* **Fragmento de texto**
====================

LA INQUEBRANTABLE LIBERTAD DE LA VOZ Y DE LOS VERSOS DE MIGUEL HERNÁNDEZ - I

Llevo varios días en Orihuela participando en el Curso de Verano que han organizado la Universidad y la Fundación Miguel Hernández, sobre "LA MÚSICA EN MIGUEL HERNÁNDEZ". A mí me ha correspondido inaugurarlo con una conferencia sobre la poesía cantada  de Miguel; conferencia que voy a sintetizar en este "cuelgue" y en el de mañana.

(Esta conferencia, en gran medida, está tomada de mi libro "MIGUEL HERNÁNDEZ. ¡DEJADME LA ESPERANZA!˝, publicado en el año 2009).


«En pleno siglo XXI, y recordando a Miguel Hernández, puede resultar inverosímil que hace cuarenta y cuatro años –acercándonos ya al final de la dictadura franquista–, cuando empezaron a musicalizarse y a cantarse en nuestro país los primeros poemas de Miguel, todavía una gran mayoría de la población española no  conocía, no ya la obra, sino incluso la existencia del gran poeta nacido en Orihuela (Alicante), el 30 de octubre de 1910, y que falleció en la enfermería de la prisión de Alicante con treinta y un años.

En ese sentido, recuerdo –y valga como anécdota muy significativa– que una tarde de 1972, en el contexto de una de aquellas reuniones clandestinas que solían organizarse en los barrios, al abrigo de las parroquias y de los curas progresistas –concretamente, en el Pozo del Tío Raimundo, de Madrid–, uno de los jóvenes participantes nos dijo: "Tenéis que escuchar el último disco de Serrat que acaba de salir, se lo ha dedicado a un poeta llamado Miguel Hernández" –se estaba refiriendo al disco grabado por Juan Manuel en Nóvola-Zafiro con el título genérico de Miguel Hernández (1972)–.

====================

* **Información proporcionada**
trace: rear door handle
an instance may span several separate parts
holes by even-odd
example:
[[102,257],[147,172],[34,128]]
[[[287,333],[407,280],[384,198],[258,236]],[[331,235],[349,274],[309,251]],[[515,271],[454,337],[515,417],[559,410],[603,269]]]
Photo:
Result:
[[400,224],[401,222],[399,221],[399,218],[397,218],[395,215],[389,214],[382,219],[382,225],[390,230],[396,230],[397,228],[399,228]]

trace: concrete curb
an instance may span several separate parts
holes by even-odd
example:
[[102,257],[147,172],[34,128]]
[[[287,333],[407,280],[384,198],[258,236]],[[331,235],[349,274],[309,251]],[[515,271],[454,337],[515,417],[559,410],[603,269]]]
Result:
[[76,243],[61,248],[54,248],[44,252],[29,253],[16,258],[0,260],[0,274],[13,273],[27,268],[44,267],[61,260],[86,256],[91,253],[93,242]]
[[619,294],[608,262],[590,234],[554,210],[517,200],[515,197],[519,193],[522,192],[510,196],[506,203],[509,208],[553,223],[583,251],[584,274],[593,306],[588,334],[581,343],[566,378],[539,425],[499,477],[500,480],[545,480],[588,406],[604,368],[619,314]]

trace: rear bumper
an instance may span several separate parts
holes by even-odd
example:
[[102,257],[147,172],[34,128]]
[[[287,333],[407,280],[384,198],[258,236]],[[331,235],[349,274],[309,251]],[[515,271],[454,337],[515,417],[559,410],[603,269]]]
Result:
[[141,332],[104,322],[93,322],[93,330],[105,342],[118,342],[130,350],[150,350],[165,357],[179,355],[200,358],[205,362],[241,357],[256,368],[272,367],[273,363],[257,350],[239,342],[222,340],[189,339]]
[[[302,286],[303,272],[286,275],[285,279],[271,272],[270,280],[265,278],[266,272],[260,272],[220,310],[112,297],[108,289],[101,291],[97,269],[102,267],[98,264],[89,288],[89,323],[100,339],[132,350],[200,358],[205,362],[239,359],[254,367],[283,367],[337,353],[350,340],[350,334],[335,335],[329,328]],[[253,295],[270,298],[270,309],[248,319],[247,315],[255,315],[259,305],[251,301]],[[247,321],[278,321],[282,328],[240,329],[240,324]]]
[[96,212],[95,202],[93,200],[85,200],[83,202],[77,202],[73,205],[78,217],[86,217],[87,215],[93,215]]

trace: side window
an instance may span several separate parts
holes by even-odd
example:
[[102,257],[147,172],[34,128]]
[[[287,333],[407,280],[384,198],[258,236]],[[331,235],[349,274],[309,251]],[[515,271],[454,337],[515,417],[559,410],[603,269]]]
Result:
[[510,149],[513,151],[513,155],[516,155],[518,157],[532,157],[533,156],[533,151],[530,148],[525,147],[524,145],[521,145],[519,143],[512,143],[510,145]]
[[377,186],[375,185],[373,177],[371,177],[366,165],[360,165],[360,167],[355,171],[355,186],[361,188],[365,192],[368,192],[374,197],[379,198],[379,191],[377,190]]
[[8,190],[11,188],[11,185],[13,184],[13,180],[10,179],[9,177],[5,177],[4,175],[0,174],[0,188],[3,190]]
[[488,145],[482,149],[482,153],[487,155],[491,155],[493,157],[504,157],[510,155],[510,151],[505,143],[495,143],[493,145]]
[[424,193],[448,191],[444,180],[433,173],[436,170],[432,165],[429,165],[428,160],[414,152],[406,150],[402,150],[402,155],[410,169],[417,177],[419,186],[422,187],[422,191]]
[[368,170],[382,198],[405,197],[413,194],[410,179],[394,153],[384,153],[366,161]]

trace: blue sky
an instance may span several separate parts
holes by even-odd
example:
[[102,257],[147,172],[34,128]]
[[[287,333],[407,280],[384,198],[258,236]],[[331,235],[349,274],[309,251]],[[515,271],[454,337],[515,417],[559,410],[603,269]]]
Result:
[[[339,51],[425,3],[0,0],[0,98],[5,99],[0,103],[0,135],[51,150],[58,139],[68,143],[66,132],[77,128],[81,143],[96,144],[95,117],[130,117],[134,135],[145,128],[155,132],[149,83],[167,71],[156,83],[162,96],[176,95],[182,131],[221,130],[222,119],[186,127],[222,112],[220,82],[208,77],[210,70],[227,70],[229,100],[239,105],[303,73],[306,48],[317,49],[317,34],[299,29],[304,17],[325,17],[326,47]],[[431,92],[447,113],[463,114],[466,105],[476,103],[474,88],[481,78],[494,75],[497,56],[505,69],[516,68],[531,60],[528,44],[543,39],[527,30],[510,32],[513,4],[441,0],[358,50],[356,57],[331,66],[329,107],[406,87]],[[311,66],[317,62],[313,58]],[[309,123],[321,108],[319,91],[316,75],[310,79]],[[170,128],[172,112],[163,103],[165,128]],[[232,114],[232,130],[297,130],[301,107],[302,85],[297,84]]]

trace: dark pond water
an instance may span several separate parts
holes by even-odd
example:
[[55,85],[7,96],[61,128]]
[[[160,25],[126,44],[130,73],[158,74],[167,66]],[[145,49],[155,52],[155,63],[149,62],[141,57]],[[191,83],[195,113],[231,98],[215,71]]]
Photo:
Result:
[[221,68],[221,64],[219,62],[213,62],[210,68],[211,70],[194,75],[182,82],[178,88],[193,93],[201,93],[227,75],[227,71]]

====================

* **Instrucciones de tarea**
1 > Imprime el fragmento sobre Miguel Hernández comenzando por "En ese sentido, recuerdo" y continuando hasta "Miguel Hernández (1972)–.", ambos incluidos.
2 > Según el fragmento sobre Miguel Hernández, ¿en qué fecha nació el poeta?
3 > Resume en dos oraciones el fragmento sobre Miguel Hernández.
Los registros no tienen relación con el fragmento.

* **Resultados**
1 >
En ese sentido, recuerdo –y valga como anécdota muy significativa– que una tarde de 1972, en el contexto de una de aquellas reuniones clandestinas que solían organizarse en los barrios, al abrigo de las parroquias y de los curas progresistas –concretamente, en el Pozo del Tío Raimundo, de Madrid–, uno de los jóvenes participantes nos dijo: "Tenéis que escuchar el último disco de Serrat que acaba de salir, se lo ha dedicado a un poeta llamado Miguel Hernández" –se estaba refiriendo al disco grabado por Juan Manuel en Nóvola-Zafiro con el título genérico de Miguel Hernández (1972)–.

2 > El 30 de octubre de 1910.

3 > El fragmento sintetiza una conferencia sobre la poesía cantada de Miguel Hernández, con la que se inauguró en Orihuela el curso de verano "La música en Miguel Hernández", organizado por la Universidad y la Fundación Miguel Hernández. Recuerda que hace cuarenta y cuatro años, cuando empezaron a cantarse sus poemas, la mayoría de la población española desconocía incluso la existencia del poeta, y relata que en 1972, en una reunión clandestina en el Pozo del Tío Raimundo (Madrid), un joven recomendó el disco que Serrat acababa de dedicarle.